*** TASK MATERIAL ***

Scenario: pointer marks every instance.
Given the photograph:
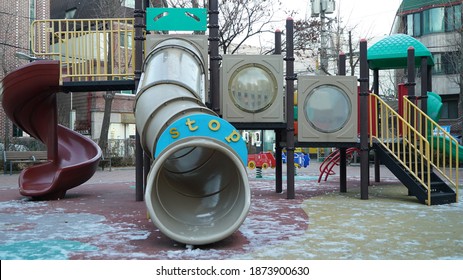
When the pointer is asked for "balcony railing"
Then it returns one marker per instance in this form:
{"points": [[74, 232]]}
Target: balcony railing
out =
{"points": [[88, 49]]}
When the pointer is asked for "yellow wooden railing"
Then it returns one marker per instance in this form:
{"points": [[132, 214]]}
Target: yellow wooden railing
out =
{"points": [[445, 148], [88, 49], [410, 145], [403, 138]]}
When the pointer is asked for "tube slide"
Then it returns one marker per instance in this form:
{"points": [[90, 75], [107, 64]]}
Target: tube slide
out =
{"points": [[197, 191], [29, 100]]}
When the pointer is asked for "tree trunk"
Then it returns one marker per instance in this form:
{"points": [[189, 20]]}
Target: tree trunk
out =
{"points": [[103, 141]]}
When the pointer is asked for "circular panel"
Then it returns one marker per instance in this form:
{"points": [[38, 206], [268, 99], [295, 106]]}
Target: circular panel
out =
{"points": [[252, 88], [327, 108]]}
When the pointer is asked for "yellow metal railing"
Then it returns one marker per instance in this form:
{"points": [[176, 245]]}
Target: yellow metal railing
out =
{"points": [[403, 137], [403, 141], [88, 49], [445, 148]]}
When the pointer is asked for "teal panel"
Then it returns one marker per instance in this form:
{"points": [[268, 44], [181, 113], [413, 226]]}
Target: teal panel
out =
{"points": [[176, 19], [416, 5], [203, 125]]}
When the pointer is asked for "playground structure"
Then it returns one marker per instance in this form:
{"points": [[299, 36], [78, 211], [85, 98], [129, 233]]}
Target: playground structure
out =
{"points": [[262, 160], [197, 190], [29, 100], [332, 160]]}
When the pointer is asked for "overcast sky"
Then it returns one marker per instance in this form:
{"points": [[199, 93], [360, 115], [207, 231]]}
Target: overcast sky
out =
{"points": [[373, 18]]}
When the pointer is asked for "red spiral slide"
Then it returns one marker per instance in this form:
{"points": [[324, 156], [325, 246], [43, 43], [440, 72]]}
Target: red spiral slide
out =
{"points": [[29, 100]]}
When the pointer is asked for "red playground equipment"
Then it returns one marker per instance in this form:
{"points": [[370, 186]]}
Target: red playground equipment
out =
{"points": [[326, 168], [29, 100], [262, 160]]}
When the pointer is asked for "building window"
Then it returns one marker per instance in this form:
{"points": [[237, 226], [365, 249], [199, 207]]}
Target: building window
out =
{"points": [[126, 39], [453, 18], [437, 69], [417, 24], [129, 3], [70, 13], [450, 107], [414, 24], [433, 20], [32, 10]]}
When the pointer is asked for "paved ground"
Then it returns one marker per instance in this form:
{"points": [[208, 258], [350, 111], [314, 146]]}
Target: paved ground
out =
{"points": [[102, 220]]}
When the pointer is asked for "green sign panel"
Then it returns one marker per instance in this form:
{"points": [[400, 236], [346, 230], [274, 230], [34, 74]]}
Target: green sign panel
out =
{"points": [[176, 19]]}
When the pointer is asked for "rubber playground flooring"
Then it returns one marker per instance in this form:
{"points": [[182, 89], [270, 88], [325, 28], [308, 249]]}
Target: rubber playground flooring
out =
{"points": [[102, 220]]}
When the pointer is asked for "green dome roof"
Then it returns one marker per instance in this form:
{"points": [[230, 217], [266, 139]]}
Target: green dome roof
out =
{"points": [[410, 5], [391, 52]]}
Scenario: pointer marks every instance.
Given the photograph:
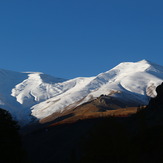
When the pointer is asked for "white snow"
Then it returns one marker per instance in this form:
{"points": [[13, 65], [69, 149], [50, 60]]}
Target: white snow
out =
{"points": [[38, 95]]}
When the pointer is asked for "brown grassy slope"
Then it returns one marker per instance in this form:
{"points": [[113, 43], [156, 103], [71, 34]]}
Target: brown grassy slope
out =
{"points": [[89, 111]]}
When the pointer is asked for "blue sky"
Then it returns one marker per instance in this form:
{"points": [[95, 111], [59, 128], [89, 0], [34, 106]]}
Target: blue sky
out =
{"points": [[71, 38]]}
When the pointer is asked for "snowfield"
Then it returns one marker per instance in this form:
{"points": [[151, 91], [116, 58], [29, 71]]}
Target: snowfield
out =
{"points": [[33, 95]]}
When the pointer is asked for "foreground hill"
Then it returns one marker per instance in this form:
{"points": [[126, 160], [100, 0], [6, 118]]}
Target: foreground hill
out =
{"points": [[136, 138], [32, 95]]}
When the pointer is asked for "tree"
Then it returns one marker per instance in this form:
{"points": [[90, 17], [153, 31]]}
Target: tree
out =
{"points": [[10, 140]]}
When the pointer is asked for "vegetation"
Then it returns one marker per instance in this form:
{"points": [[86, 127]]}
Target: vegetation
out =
{"points": [[123, 141], [10, 141]]}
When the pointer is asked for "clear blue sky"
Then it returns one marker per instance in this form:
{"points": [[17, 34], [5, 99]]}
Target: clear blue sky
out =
{"points": [[71, 38]]}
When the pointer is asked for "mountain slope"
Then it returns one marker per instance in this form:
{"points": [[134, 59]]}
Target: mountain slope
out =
{"points": [[129, 82], [33, 94]]}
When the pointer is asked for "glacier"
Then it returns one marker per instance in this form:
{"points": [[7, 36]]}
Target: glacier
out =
{"points": [[34, 95]]}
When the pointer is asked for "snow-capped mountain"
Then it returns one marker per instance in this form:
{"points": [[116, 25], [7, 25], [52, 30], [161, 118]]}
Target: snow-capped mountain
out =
{"points": [[34, 94]]}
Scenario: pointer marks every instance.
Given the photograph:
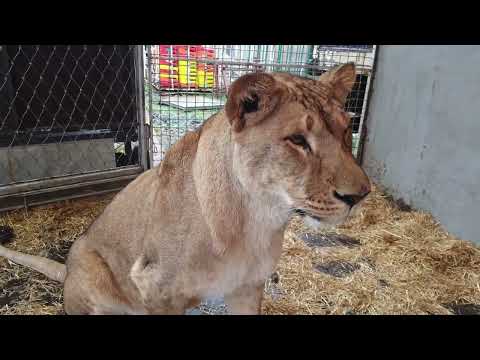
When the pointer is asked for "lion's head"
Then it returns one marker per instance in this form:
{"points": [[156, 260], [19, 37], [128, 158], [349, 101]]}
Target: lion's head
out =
{"points": [[292, 138]]}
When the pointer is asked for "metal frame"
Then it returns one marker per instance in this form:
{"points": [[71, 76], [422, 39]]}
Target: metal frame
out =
{"points": [[363, 129], [36, 192], [167, 126]]}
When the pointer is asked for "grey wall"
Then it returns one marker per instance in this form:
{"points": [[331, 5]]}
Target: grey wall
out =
{"points": [[423, 141]]}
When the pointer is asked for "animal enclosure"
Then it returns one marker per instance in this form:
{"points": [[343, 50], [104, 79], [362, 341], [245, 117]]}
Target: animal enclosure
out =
{"points": [[186, 84], [86, 120], [71, 121]]}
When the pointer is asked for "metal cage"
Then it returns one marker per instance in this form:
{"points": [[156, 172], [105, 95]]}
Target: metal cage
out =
{"points": [[71, 120], [186, 84]]}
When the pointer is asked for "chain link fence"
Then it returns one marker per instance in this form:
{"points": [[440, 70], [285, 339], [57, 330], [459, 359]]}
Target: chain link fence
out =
{"points": [[69, 116], [186, 84]]}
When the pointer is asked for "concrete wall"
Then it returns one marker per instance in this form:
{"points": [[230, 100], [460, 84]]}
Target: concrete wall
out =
{"points": [[423, 140]]}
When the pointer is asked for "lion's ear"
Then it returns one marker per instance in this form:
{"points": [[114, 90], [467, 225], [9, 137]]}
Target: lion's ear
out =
{"points": [[250, 99], [342, 78]]}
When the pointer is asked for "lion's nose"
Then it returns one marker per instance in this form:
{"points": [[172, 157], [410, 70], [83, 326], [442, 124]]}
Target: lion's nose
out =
{"points": [[352, 199]]}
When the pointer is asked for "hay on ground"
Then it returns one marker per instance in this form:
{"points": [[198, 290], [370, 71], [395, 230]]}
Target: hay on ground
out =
{"points": [[386, 260]]}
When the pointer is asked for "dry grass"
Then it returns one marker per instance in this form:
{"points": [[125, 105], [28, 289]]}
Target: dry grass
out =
{"points": [[407, 265], [404, 263]]}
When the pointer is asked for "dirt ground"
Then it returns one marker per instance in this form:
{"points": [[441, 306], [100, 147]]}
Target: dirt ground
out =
{"points": [[387, 260]]}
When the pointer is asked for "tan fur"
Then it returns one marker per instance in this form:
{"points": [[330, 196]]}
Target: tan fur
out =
{"points": [[209, 221]]}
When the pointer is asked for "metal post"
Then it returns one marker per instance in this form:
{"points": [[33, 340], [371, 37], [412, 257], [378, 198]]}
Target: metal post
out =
{"points": [[362, 130], [140, 94], [150, 103]]}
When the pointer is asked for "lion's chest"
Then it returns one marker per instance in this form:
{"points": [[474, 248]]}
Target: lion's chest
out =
{"points": [[248, 267]]}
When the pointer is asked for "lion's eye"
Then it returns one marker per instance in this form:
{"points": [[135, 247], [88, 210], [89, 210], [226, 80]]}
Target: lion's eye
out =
{"points": [[299, 140]]}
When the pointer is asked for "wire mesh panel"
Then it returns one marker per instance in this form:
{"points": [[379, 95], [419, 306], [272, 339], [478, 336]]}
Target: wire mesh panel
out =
{"points": [[67, 110], [186, 84]]}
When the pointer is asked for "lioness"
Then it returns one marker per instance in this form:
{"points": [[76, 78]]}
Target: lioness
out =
{"points": [[210, 220]]}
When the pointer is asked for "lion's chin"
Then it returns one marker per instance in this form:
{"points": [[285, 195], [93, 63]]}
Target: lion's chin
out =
{"points": [[318, 223]]}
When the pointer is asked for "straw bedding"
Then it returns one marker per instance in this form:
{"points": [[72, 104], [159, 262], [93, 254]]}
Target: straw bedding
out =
{"points": [[389, 259]]}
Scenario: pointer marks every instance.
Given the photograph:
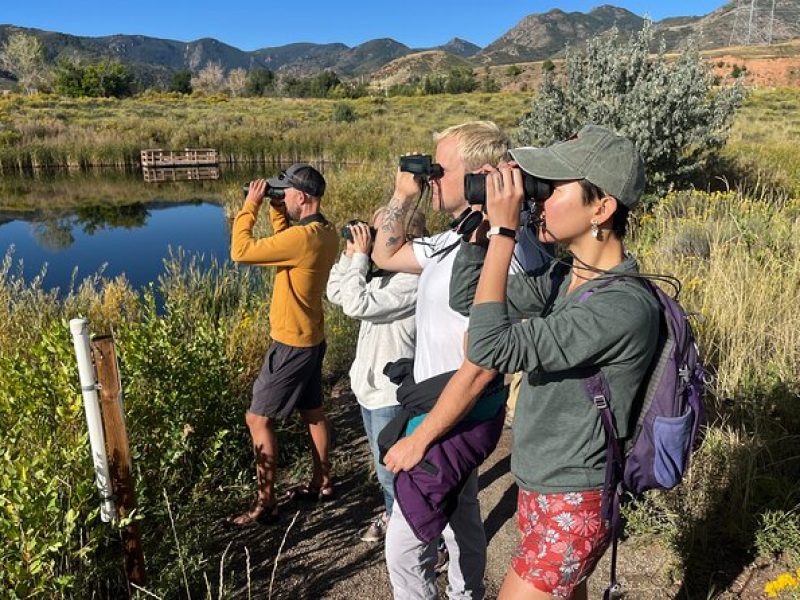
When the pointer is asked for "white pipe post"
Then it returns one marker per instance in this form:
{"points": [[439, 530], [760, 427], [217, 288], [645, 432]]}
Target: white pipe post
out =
{"points": [[80, 337]]}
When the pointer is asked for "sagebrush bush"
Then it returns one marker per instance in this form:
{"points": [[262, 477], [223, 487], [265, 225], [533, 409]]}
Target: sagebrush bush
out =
{"points": [[665, 105]]}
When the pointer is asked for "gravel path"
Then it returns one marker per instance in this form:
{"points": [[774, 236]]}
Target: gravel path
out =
{"points": [[323, 558]]}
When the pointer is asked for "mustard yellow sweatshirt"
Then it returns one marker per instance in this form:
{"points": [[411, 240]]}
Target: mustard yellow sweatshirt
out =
{"points": [[304, 254]]}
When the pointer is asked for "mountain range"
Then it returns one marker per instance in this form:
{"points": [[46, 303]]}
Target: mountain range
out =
{"points": [[536, 37]]}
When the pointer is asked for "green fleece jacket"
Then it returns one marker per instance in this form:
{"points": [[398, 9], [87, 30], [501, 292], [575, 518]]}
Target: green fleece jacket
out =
{"points": [[559, 442]]}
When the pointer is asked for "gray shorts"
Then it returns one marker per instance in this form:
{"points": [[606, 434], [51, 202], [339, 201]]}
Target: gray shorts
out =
{"points": [[290, 378]]}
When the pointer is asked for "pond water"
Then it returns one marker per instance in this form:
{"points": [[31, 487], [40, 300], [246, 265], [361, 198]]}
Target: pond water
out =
{"points": [[114, 222], [134, 244]]}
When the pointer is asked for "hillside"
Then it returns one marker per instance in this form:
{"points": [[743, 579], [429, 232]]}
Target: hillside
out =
{"points": [[537, 37], [416, 65]]}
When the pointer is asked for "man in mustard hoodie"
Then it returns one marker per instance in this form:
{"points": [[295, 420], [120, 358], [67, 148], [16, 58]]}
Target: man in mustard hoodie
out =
{"points": [[291, 376]]}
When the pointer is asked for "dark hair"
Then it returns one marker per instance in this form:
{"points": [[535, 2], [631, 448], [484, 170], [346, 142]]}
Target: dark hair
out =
{"points": [[619, 221]]}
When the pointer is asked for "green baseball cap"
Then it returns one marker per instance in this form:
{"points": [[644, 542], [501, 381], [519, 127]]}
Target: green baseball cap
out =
{"points": [[609, 161]]}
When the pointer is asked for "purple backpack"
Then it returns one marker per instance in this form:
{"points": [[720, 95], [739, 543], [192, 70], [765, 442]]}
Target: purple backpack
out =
{"points": [[671, 412]]}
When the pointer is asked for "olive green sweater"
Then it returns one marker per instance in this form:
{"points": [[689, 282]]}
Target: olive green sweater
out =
{"points": [[559, 442]]}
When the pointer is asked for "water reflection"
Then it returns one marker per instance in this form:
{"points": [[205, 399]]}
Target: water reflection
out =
{"points": [[91, 218], [163, 174]]}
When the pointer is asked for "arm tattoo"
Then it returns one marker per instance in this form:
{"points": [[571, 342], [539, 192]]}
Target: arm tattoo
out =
{"points": [[393, 224]]}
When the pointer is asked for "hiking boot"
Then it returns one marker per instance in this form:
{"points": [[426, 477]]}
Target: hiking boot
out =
{"points": [[442, 558], [377, 529]]}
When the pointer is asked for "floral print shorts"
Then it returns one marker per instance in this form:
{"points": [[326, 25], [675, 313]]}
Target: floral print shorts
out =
{"points": [[563, 537]]}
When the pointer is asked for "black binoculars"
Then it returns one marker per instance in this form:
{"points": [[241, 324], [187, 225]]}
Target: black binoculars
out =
{"points": [[276, 193], [421, 165], [348, 235]]}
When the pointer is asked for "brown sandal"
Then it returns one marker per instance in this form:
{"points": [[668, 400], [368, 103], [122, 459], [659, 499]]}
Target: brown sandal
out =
{"points": [[310, 493], [260, 514]]}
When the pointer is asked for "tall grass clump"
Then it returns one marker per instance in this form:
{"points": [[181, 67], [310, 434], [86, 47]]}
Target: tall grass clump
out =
{"points": [[42, 131], [189, 348]]}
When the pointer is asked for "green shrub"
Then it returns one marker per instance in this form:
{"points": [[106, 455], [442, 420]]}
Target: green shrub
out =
{"points": [[343, 113]]}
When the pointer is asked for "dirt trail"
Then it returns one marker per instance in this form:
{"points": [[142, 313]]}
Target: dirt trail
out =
{"points": [[323, 557]]}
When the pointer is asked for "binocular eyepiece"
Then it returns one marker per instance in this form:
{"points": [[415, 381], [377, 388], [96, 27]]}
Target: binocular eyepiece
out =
{"points": [[348, 235], [275, 193], [536, 190], [421, 165]]}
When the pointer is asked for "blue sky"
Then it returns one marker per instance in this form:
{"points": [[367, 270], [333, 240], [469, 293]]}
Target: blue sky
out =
{"points": [[249, 25]]}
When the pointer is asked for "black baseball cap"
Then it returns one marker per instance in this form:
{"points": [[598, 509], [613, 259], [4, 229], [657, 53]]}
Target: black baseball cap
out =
{"points": [[300, 176]]}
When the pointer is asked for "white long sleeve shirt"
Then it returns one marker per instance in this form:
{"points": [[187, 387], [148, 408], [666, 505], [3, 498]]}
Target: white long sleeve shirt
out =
{"points": [[385, 306]]}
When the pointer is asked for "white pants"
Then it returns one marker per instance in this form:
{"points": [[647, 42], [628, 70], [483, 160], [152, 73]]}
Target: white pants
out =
{"points": [[411, 562]]}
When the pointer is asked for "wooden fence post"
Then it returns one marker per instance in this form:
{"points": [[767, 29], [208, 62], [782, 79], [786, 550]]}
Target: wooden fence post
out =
{"points": [[119, 457]]}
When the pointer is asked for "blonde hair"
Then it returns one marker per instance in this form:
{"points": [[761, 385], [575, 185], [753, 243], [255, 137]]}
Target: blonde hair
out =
{"points": [[479, 142]]}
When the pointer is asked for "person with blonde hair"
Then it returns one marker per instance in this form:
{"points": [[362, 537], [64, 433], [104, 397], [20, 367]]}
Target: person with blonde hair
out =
{"points": [[439, 351]]}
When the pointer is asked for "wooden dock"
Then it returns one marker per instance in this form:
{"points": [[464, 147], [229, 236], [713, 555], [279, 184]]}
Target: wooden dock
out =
{"points": [[156, 175], [188, 157]]}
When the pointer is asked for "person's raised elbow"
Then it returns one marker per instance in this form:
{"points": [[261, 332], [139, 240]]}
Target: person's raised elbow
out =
{"points": [[237, 253]]}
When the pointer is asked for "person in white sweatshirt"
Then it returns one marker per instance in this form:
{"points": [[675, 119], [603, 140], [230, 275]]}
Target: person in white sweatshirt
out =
{"points": [[384, 303]]}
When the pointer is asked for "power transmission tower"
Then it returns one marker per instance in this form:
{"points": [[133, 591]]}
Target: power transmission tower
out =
{"points": [[752, 22]]}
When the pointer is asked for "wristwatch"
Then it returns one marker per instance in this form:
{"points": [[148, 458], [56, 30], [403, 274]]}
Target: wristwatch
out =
{"points": [[504, 231]]}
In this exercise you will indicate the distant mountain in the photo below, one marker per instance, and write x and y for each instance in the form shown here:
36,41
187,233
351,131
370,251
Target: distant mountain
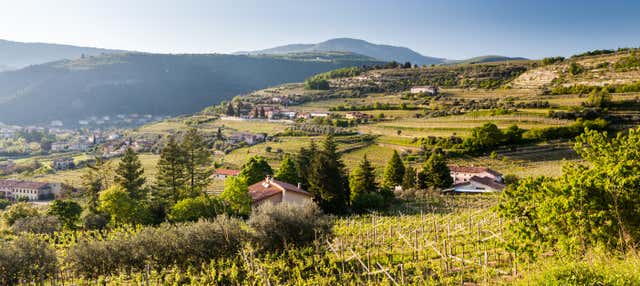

*** End of TASK MATERIAL ***

EXERCISE OBJECTIVE: Above are the records; print exactly the lines from the line with "Target: mountain slope" to the line with "Target: snow-capped mountain", including both, and nothing else.

OUTPUT FOR THIS TASK:
Target: mountain slope
out =
{"points": [[129, 82], [33, 94]]}
When the pointer is asked for "glacier"
Then it returns one marker per instance in this form:
{"points": [[7, 36]]}
Target: glacier
out =
{"points": [[34, 95]]}
When the pointer is asked for "snow-capped mountain"
Then it returns one marker per instance in this form:
{"points": [[116, 25], [7, 25], [52, 30], [161, 118]]}
Target: snow-capped mountain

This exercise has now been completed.